+++ Available data +++

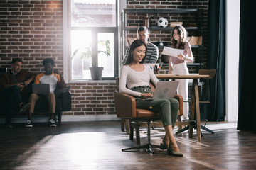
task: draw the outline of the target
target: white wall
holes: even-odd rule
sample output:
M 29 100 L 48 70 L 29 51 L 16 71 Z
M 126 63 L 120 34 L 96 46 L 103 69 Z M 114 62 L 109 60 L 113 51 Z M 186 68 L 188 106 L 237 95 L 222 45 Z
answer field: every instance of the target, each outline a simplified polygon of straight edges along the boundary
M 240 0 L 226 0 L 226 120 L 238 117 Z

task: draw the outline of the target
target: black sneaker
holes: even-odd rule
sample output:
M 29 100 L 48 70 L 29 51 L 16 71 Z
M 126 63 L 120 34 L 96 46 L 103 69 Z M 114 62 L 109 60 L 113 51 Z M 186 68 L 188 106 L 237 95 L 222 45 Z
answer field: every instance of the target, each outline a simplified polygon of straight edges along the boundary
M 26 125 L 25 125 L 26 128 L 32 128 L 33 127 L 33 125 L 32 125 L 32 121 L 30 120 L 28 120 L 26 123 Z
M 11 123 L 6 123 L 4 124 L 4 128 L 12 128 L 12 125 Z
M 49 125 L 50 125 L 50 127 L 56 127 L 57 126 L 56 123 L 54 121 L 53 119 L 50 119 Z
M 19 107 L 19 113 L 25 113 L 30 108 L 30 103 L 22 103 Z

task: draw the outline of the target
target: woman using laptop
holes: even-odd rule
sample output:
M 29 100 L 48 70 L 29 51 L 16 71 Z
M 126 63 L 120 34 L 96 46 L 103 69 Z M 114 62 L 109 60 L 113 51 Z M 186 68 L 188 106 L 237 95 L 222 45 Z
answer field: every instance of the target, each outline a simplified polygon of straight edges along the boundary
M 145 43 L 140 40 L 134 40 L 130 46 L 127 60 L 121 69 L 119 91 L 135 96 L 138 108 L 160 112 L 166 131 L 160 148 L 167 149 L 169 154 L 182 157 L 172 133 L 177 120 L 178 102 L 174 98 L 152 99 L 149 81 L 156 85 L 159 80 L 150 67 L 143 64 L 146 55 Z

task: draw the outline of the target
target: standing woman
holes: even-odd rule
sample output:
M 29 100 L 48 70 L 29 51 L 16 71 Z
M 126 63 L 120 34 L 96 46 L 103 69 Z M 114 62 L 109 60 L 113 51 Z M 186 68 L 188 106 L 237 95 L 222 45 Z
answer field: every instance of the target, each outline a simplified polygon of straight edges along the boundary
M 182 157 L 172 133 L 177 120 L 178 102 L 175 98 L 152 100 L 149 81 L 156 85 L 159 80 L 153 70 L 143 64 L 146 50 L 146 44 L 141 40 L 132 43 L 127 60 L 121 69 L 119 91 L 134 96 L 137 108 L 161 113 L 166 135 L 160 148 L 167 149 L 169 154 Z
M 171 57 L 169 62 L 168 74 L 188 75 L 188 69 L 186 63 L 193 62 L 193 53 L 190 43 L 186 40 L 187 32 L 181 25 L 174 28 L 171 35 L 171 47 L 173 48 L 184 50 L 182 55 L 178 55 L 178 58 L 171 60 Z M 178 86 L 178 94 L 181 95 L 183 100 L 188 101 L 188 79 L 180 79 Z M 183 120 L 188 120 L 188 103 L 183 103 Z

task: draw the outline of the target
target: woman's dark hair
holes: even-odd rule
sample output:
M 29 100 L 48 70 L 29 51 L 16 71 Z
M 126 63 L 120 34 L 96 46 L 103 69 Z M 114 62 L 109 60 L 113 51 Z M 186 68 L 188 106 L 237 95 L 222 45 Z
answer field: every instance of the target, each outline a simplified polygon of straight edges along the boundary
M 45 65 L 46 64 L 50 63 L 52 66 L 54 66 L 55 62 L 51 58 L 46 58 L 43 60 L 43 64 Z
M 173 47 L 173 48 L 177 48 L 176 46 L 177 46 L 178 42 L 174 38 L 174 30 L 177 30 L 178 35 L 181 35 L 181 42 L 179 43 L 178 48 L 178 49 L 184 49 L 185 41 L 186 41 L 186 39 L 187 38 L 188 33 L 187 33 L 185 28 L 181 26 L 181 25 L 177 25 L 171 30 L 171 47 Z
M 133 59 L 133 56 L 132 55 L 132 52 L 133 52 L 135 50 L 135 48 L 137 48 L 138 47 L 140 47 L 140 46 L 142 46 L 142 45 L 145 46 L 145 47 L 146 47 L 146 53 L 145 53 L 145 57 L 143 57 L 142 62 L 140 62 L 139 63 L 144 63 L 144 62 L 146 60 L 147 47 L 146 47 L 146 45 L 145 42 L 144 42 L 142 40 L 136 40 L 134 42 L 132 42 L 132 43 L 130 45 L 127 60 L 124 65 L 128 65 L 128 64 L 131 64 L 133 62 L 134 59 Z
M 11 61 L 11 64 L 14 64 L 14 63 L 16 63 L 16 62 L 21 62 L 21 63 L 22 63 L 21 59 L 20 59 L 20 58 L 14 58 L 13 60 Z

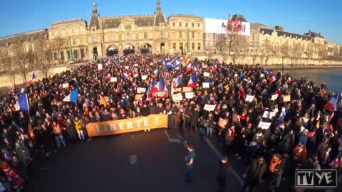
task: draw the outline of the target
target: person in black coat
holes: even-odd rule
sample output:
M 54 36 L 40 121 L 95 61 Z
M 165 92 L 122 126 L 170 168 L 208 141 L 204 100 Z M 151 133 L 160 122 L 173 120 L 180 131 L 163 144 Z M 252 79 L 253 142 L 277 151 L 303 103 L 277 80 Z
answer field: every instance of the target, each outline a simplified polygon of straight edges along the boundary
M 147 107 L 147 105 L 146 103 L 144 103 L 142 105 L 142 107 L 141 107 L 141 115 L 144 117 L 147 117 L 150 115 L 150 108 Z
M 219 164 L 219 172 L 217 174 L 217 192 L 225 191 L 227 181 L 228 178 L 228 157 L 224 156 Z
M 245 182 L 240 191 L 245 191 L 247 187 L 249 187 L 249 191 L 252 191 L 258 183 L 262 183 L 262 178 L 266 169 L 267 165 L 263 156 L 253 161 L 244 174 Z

+++
+++ Available data +++

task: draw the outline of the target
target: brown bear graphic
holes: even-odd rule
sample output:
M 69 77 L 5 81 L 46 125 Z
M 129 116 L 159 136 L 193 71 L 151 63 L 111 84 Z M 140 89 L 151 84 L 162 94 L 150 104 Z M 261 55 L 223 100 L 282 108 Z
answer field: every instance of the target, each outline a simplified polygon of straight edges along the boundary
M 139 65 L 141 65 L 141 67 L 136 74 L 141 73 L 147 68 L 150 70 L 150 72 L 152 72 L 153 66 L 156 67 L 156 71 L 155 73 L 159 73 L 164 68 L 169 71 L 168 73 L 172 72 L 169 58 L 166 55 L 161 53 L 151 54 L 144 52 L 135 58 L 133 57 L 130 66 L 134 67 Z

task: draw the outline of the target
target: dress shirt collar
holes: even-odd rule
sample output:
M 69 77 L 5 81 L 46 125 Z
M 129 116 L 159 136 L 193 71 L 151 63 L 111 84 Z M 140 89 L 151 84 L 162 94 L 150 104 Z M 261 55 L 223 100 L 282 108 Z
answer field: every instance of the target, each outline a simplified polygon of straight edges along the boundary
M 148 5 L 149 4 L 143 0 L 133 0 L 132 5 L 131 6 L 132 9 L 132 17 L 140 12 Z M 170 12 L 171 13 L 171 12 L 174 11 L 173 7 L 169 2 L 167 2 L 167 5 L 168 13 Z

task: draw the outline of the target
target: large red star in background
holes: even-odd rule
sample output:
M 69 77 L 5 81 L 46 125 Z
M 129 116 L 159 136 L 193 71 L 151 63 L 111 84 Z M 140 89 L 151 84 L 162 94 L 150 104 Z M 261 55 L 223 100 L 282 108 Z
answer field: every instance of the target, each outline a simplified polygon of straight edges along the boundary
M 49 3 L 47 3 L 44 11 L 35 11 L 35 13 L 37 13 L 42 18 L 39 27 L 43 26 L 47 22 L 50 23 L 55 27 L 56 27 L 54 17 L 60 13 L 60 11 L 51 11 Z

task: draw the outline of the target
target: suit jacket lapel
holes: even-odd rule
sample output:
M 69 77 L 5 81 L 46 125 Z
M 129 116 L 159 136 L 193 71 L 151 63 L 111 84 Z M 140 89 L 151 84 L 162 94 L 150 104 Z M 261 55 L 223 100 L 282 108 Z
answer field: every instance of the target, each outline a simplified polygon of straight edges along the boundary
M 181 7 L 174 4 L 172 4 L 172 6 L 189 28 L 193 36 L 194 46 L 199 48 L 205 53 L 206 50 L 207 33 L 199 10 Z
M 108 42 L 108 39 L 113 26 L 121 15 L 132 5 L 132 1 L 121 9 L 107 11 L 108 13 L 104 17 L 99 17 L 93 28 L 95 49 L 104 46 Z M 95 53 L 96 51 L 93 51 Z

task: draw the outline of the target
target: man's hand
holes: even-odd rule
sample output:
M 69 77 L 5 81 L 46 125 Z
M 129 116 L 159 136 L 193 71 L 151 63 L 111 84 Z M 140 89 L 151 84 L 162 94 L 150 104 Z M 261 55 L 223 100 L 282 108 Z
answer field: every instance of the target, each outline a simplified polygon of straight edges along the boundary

+++
+++ Available data +++

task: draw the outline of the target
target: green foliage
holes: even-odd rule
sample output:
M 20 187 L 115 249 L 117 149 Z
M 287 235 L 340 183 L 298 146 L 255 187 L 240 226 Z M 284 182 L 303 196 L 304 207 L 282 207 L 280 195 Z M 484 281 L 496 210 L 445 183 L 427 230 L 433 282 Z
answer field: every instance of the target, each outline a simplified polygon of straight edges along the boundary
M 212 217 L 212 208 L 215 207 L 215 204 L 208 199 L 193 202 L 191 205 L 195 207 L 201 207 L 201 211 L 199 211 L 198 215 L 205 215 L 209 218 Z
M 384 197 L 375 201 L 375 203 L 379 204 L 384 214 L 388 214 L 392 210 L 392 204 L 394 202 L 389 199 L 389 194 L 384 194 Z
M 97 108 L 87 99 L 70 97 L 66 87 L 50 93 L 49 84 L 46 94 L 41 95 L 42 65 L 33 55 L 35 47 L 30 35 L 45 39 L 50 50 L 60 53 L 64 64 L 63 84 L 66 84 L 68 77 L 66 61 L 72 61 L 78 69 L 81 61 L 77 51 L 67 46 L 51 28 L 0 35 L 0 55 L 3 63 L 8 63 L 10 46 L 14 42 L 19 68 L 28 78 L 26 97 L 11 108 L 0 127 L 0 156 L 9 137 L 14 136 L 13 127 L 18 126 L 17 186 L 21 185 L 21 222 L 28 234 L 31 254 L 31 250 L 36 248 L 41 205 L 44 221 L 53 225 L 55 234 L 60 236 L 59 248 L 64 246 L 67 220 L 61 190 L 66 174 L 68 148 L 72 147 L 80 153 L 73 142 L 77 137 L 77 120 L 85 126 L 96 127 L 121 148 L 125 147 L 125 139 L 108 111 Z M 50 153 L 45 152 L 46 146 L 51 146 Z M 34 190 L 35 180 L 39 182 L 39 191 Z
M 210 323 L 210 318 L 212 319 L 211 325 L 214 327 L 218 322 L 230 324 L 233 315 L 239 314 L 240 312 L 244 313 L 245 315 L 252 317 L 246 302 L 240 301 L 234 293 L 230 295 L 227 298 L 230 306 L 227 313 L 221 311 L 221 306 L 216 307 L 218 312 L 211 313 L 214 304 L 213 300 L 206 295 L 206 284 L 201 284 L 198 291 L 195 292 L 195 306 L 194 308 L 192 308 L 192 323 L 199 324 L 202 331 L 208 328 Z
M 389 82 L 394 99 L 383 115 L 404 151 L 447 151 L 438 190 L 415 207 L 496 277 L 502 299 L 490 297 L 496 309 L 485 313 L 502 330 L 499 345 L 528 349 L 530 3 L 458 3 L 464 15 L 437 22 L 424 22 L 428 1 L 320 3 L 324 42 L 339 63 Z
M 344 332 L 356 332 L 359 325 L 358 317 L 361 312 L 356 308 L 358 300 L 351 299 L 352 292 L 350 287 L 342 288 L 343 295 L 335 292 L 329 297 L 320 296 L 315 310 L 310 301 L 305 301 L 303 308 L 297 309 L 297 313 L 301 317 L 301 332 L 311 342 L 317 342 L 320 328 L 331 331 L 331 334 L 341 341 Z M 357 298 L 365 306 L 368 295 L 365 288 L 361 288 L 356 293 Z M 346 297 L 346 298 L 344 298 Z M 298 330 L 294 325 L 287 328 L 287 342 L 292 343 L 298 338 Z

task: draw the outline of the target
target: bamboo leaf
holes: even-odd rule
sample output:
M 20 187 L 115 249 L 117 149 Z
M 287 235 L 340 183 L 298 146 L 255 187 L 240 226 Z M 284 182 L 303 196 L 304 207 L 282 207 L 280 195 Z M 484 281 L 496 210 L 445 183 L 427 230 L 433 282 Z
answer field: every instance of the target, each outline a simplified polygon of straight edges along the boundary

+++

→ **Task brief**
Pull out every line in the rows above that contains the word "woman", matching case exactly.

→ **Result below**
target: woman using laptop
target: standing woman
target: woman's dark hair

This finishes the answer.